:: Exercise directions ::
If a line below includes the string "equipment", copy it.

*** Data to process ***

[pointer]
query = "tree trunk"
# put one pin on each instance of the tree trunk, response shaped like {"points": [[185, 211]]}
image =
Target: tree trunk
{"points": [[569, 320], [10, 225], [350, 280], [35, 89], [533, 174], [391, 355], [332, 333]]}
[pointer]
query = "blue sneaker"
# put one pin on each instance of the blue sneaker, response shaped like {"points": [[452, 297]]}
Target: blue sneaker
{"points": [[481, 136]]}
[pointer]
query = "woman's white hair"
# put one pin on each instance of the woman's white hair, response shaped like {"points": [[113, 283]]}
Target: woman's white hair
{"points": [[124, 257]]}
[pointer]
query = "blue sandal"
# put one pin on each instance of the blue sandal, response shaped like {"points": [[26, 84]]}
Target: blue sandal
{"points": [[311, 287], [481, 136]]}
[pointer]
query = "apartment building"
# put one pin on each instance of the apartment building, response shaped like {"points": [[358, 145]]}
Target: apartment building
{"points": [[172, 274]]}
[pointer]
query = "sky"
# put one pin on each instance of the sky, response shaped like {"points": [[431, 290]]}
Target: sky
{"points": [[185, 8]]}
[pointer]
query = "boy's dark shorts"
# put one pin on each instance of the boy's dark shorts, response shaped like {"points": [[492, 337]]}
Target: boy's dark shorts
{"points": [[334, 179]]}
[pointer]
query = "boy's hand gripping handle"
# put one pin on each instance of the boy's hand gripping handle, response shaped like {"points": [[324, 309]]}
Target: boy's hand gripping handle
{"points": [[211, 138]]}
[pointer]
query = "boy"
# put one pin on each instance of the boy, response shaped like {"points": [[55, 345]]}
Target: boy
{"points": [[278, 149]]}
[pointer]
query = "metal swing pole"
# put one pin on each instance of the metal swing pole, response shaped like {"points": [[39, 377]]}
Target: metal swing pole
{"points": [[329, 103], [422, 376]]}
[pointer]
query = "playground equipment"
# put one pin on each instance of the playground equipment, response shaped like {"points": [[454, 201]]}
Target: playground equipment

*** End of Data to process ***

:: Final answer ::
query = "playground equipment"
# put one pin on each instance of the playground equipment, response shaped like {"points": [[454, 201]]}
Target: playground equipment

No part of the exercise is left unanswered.